Document extract>
As the year 2020 comes to a close, we mark a noteworthy commemoration for us religious: the 70th anniversary of the elimination of consecrated life in the former Czechoslovakia by the communist state power. This took place by the forced expulsion of the religious from their monasteries during what is commonly called “St. Bartholomew’s Night of the Religious.” The intention was to eliminate all religious communities present in Czechoslovakia, including the fraternities of the Friars Minor Conventual.

On the night of April 13-14, 1950, the secret police, in collaboration with armed police forces, invaded the monasteries belonging to men’s religious Orders. They synchronized the operation to take place across the country at midnight. The operation was repeated for nuns on the night of May 3-4 that year. During the event in April of 1950, 219 monasteries of men’s religious Orders were closed in Czechoslovakia and 2,376 religious were interned.

Exercise 1> Reproduce the passage on the 1950 closure of Czechoslovak monasteries, beginning at "On the night of April" and stopping after "religious were interned.", and rename "secret police" to "state security" throughout.
Exercise 2>
Answer these questions about the passage on the 1950 closure of Czechoslovak monasteries:
(a) Which anniversary is marked as the year 2020 comes to a close?
(b) On what night was the operation repeated for nuns?
(c) How many religious were interned during the event in April of 1950?

Information shown>
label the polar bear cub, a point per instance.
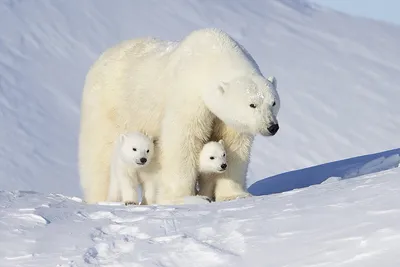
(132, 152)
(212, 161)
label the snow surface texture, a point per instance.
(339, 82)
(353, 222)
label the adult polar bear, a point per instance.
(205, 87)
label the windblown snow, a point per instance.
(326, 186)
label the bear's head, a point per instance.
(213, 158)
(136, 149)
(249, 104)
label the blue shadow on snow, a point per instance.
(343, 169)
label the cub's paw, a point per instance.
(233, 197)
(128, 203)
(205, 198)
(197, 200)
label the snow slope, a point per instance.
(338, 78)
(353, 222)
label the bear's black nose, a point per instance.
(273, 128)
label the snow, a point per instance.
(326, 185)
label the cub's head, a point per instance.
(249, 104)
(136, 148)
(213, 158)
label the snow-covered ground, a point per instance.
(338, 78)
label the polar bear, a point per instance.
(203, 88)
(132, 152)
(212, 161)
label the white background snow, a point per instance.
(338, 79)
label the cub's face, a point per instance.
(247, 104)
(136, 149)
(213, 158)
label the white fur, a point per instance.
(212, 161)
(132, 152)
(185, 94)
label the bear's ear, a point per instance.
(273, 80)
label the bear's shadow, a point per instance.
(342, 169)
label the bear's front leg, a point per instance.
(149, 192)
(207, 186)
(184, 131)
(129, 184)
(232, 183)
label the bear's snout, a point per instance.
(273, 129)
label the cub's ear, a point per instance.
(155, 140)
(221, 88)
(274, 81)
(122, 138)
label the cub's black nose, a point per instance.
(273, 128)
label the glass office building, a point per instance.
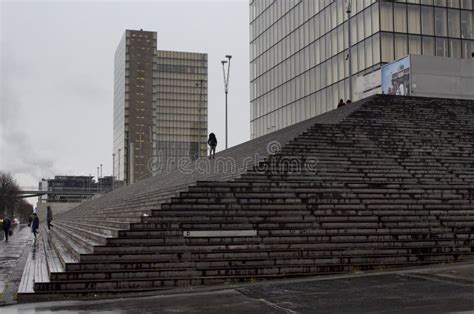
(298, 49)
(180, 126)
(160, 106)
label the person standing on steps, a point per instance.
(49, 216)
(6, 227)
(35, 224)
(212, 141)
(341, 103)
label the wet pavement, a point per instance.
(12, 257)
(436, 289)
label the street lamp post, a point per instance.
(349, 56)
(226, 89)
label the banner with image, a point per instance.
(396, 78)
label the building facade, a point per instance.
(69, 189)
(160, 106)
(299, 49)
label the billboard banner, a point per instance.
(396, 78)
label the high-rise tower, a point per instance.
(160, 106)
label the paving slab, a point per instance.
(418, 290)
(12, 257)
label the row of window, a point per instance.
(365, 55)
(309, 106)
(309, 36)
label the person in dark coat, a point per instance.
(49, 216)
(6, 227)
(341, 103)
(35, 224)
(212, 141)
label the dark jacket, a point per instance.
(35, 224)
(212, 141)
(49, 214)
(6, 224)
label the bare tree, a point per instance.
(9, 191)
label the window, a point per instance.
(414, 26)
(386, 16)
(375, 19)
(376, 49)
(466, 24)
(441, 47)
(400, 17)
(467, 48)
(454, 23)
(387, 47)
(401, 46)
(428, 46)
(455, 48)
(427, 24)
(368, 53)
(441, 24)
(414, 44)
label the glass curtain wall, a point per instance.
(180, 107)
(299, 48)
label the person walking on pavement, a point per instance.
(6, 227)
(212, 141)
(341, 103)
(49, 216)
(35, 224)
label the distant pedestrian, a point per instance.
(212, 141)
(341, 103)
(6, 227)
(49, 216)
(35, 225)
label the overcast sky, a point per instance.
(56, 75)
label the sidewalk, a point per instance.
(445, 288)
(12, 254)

==

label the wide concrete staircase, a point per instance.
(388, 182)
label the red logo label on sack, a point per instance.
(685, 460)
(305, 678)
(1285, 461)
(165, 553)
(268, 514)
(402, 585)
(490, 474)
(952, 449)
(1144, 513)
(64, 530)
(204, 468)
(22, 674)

Task response 1>
On the night of April 13-14, 1950, the state security, in collaboration with armed police forces, invaded the monasteries belonging to men’s religious Orders. They synchronized the operation to take place across the country at midnight. The operation was repeated for nuns on the night of May 3-4 that year. During the event in April of 1950, 219 monasteries of men’s religious Orders were closed in Czechoslovakia and 2,376 religious were interned.

Task response 2>
(a) The 70th anniversary of the elimination of consecrated life in the former Czechoslovakia by the communist state power.
(b) The night of May 3-4, 1950.
(c) 2,376 religious.